EXERCISE AIM: Count the lines in the items below that contain the string "your" and give only that number.

GIVEN RECORDS:

· · · · ·

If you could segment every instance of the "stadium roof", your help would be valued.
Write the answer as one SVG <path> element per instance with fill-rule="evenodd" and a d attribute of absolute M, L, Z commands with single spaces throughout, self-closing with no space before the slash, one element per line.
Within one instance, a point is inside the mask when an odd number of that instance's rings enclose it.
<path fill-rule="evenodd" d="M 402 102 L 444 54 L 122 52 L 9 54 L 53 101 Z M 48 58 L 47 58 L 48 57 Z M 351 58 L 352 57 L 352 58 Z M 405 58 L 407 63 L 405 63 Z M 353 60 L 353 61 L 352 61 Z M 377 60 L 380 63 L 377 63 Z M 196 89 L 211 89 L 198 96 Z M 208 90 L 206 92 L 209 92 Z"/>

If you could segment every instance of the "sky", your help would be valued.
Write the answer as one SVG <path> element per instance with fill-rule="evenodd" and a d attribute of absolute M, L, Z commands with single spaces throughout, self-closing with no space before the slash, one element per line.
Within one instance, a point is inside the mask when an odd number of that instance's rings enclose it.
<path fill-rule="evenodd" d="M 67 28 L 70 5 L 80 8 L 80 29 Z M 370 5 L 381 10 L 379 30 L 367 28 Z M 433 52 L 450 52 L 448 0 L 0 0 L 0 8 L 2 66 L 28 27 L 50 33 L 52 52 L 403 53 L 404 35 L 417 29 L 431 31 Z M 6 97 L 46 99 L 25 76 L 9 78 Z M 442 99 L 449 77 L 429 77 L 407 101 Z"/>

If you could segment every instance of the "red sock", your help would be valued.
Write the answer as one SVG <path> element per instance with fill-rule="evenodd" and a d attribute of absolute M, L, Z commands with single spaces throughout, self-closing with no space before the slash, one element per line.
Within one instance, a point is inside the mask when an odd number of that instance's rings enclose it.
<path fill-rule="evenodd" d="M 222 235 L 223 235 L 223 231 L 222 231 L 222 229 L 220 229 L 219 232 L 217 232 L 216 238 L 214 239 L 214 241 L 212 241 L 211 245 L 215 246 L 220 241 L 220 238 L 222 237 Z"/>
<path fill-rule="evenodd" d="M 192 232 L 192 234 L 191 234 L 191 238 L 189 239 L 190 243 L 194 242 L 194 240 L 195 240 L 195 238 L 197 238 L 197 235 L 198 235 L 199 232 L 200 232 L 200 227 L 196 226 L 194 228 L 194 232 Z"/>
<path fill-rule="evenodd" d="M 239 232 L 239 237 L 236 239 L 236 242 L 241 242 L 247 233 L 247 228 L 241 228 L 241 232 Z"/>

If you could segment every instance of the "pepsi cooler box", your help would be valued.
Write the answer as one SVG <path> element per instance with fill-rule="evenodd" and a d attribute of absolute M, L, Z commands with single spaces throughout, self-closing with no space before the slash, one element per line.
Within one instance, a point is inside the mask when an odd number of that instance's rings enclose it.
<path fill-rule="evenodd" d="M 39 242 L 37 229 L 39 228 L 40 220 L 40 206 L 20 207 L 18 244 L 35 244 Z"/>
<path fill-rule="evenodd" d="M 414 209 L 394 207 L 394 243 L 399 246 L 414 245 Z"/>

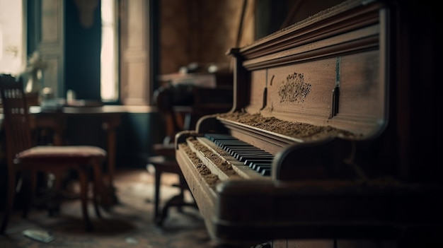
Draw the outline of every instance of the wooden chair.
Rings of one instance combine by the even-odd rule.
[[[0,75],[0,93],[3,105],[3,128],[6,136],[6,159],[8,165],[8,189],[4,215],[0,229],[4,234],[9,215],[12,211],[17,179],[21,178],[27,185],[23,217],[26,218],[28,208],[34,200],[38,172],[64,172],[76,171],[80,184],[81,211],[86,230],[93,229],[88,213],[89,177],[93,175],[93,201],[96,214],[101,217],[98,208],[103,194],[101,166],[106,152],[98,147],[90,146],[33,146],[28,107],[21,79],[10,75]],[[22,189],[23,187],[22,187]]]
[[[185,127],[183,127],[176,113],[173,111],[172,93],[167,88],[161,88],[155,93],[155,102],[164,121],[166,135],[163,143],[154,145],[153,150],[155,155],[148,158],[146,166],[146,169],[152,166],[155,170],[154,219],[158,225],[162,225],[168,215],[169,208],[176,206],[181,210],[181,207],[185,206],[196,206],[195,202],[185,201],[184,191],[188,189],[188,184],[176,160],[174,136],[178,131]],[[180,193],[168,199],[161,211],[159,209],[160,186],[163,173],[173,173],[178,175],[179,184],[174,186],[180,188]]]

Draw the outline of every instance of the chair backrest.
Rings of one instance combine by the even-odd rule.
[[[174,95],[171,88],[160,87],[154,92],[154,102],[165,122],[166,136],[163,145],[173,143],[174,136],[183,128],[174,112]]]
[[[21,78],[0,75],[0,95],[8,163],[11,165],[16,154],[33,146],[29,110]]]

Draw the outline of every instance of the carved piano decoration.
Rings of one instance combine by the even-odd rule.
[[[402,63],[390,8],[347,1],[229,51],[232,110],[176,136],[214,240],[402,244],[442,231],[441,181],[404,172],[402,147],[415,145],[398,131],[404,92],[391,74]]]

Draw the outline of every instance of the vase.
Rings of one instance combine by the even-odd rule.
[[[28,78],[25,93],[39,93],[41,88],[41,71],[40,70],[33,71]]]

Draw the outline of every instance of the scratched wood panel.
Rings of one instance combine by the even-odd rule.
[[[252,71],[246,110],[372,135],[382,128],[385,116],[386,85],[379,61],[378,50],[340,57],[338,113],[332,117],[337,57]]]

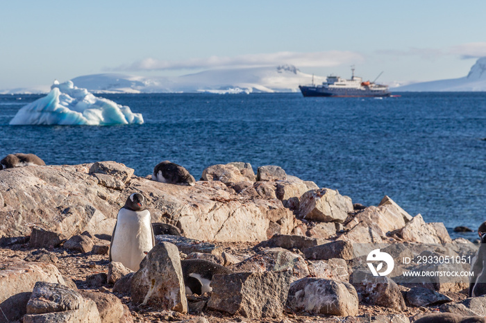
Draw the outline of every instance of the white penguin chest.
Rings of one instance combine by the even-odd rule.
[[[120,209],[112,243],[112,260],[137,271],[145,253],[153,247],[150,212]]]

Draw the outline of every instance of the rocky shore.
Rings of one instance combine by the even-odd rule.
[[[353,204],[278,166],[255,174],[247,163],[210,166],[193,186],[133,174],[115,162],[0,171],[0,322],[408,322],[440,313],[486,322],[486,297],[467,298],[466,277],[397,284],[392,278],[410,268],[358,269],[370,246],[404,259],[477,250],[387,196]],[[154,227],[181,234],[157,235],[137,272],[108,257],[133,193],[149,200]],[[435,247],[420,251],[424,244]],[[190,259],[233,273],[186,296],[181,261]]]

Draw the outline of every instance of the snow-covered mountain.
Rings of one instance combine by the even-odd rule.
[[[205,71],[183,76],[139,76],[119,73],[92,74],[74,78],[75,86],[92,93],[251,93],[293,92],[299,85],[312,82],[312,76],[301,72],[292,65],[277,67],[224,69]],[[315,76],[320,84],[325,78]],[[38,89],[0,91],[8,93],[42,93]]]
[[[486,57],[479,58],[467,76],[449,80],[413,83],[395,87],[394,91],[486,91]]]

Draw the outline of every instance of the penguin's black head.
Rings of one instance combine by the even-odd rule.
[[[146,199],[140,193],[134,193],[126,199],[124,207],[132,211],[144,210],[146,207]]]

· · · · ·

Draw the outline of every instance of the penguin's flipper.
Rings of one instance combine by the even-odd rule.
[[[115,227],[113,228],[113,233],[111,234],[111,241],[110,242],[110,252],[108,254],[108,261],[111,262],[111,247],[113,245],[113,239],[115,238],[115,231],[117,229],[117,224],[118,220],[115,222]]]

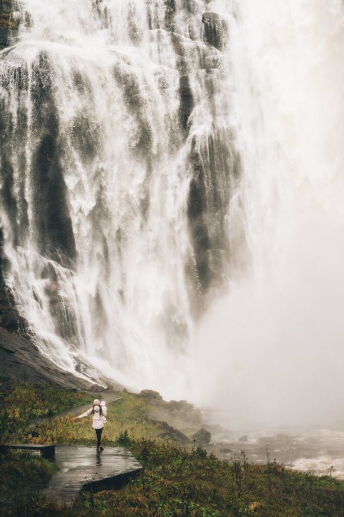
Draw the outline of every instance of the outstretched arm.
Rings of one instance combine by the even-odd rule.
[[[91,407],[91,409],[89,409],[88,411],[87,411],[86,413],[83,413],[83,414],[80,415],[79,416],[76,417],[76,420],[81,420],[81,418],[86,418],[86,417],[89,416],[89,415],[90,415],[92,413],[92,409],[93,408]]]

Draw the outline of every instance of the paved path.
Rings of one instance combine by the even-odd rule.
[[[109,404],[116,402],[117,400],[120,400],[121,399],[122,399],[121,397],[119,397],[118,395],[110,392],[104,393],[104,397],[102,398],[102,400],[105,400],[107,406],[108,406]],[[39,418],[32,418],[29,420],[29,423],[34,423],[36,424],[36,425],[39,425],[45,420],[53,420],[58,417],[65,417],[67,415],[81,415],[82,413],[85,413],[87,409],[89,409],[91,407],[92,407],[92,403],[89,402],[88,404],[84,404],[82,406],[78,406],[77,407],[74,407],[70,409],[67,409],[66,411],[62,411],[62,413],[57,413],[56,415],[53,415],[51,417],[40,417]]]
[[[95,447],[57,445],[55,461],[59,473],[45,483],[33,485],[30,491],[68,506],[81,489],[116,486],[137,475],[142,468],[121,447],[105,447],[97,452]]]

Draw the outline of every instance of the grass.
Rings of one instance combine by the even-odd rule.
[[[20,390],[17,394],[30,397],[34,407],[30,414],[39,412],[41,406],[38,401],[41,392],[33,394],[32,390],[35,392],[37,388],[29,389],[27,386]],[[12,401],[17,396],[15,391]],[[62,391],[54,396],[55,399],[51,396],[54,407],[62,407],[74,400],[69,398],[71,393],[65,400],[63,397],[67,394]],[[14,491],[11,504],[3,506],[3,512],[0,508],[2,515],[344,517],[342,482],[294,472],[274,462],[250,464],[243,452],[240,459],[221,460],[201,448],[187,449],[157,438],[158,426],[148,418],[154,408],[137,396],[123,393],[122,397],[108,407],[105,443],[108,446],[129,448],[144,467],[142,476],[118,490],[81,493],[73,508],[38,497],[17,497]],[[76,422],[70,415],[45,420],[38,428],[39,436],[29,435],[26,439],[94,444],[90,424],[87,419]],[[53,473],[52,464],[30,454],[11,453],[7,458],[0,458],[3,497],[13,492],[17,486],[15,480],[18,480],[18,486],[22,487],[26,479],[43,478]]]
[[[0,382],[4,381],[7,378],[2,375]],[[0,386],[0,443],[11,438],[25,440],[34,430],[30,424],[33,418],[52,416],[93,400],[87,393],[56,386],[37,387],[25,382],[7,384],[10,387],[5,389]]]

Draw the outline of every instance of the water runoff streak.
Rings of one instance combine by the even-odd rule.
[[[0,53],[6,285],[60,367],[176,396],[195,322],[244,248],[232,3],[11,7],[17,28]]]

· · · · ·

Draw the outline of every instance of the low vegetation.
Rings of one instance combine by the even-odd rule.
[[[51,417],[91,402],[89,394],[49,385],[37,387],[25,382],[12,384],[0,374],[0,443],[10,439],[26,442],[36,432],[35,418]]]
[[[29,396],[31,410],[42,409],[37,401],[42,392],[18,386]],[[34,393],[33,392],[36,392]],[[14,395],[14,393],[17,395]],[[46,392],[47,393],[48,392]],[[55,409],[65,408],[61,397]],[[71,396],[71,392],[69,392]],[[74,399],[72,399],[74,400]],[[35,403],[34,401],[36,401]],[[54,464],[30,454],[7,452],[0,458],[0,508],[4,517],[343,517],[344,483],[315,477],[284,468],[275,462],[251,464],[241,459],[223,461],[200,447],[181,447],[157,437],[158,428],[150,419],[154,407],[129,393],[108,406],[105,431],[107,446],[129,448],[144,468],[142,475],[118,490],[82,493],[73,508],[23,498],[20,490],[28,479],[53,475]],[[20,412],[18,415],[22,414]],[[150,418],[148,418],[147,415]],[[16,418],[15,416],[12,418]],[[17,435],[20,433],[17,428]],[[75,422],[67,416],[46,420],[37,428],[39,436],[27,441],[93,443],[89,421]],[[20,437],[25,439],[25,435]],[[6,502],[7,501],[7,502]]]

· · · · ·

FULL RESPONSE: 4